## RECORD EXTRACTS
○ ○ ○

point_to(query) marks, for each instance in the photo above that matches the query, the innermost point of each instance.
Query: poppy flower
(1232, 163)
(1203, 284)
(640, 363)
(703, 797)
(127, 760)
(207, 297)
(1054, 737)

○ ○ ○

## WHAT YOU SHOULD DO
Give back the data above exactly, so that every line matches.

## FINISHED EXERCISE
point_to(query) marks, for each instance in the photo above that matches the query, the innermost point of each instance.
Query: poppy flower
(1232, 163)
(1203, 284)
(640, 363)
(703, 797)
(127, 760)
(207, 297)
(1054, 737)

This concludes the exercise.